◆ SHORT TASK
Please lay out all the material below as a two-column CSV with the headers "input" and "output", one row per piece of text with that text under "input" and its whole answer under "output", each in a single quoted field with line breaks turned into spaces. Leave the pictures out.

◆ DATA FOR THE TASK

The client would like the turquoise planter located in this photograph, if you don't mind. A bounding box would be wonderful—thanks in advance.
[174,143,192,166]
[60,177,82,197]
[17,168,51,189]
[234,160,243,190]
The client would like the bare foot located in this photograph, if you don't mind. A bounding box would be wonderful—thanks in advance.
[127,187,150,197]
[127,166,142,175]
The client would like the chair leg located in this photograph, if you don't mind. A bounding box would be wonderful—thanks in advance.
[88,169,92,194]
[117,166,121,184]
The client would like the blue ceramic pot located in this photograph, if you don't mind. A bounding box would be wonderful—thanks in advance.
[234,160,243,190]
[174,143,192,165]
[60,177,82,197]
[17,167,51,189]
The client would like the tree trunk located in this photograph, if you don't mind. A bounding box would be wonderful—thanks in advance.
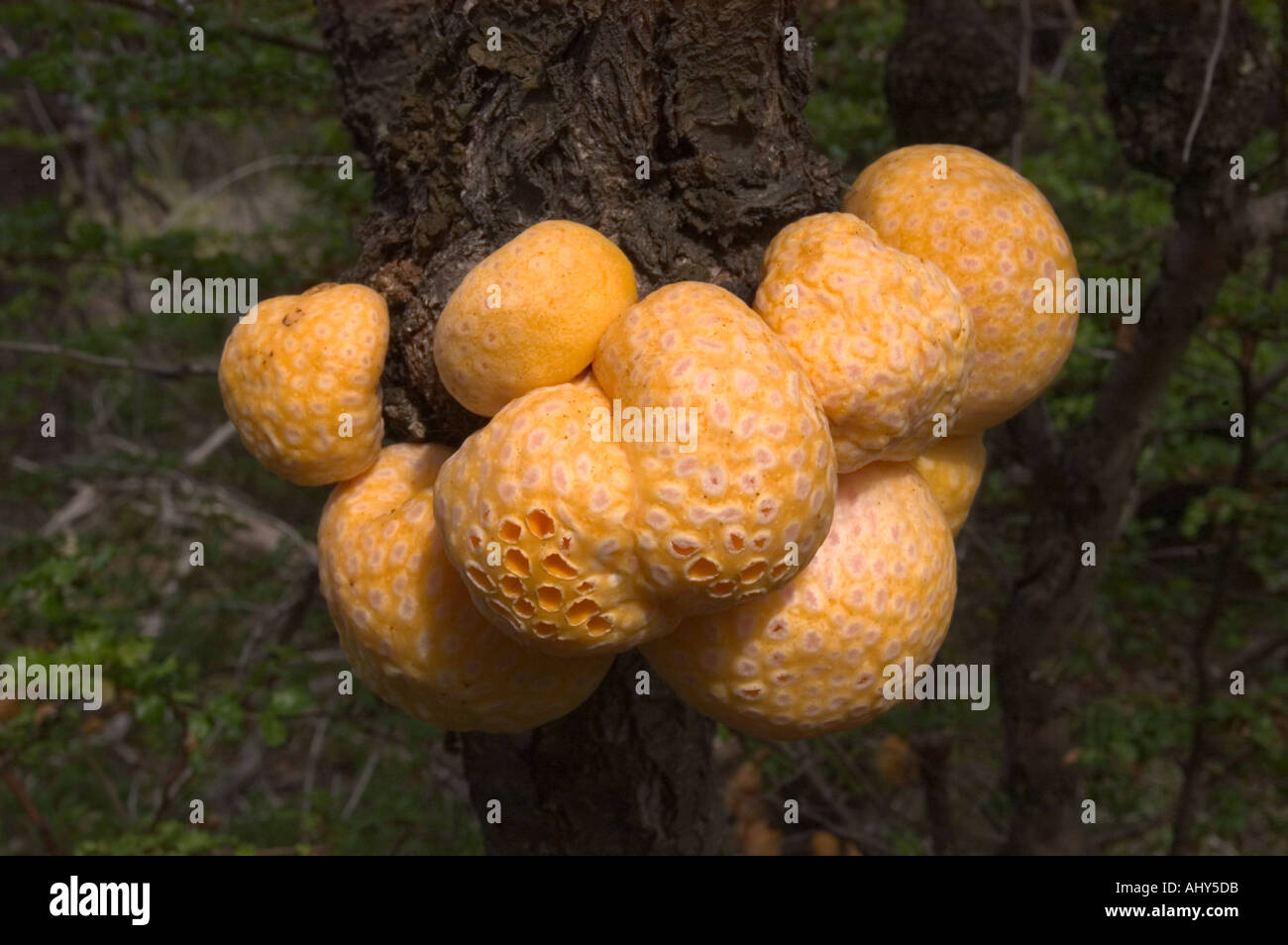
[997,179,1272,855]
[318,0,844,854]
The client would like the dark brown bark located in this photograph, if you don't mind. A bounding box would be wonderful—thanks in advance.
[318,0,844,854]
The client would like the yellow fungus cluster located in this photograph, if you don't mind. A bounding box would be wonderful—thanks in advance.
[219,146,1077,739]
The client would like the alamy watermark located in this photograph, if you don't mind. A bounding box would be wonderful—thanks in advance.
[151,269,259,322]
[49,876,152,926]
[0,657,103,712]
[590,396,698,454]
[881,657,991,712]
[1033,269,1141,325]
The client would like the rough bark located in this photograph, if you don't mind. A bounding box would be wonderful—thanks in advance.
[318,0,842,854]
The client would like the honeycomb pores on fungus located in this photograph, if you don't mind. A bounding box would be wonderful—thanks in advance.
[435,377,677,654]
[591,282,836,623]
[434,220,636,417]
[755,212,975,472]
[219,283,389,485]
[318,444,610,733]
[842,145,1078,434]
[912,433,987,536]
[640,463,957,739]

◆ WRITTEN SOLUTION
input,output
"The client would like the turquoise planter located in this photograph, if you don't mind. A bounding box would be wonderful—thanks in advance.","[174,143,192,166] [60,177,82,197] [17,168,51,189] [234,160,243,190]"
"The client would like the bare foot located in this photograph, if you don't mind. A bounding box would be wonderful—thanks in advance.","[127,187,150,197] [127,166,142,175]"
"The client would like the chair leg located in this photograph, if you don't mind. A bounding box would be wonderful—thanks in advance.","[88,169,92,194] [117,166,121,184]"
"The client would like the blue ceramic pot located in this photograph, if you don't mind. A bounding box would be wonderful—thanks in advance.","[234,160,243,190] [174,143,192,165] [60,177,82,197] [17,167,51,189]"
"The client would like the tree trunk located in this photograph, if you don't mind. A bounding box would be wonderful—thanks in advance.","[997,179,1272,855] [318,0,844,854]"
"The client would like the dark brown bark located in this photograph, if you don't mind. A bounding box would be wonderful—thanks in advance.","[318,0,844,854]"
"The client would like the yellow fungus cluster located in this photograph, if you don't mind. A bounding box would be wonderful—thanks in advance.","[219,146,1077,739]"
"The client would like the alamy watermark located in this photograph, if you don't mind. A bounding box would be wonderful—thanks in advance.","[151,269,259,322] [49,876,152,926] [0,657,103,712] [590,396,698,454] [881,657,991,712] [1033,269,1141,325]"
"The client would like the rough bark located in this photograph, if you don't mind. A bounding box would be wonderful—thanks in advance.","[318,0,842,854]"
"The client would like the honeycomb pores on fungus located in this photograph, if you don't mind. A bounding box would be wonderful—thanks in advance.","[435,377,677,654] [591,282,836,623] [434,220,636,417] [755,212,975,472] [219,283,389,485] [318,444,610,733] [842,145,1078,434] [912,433,987,536] [640,463,957,739]"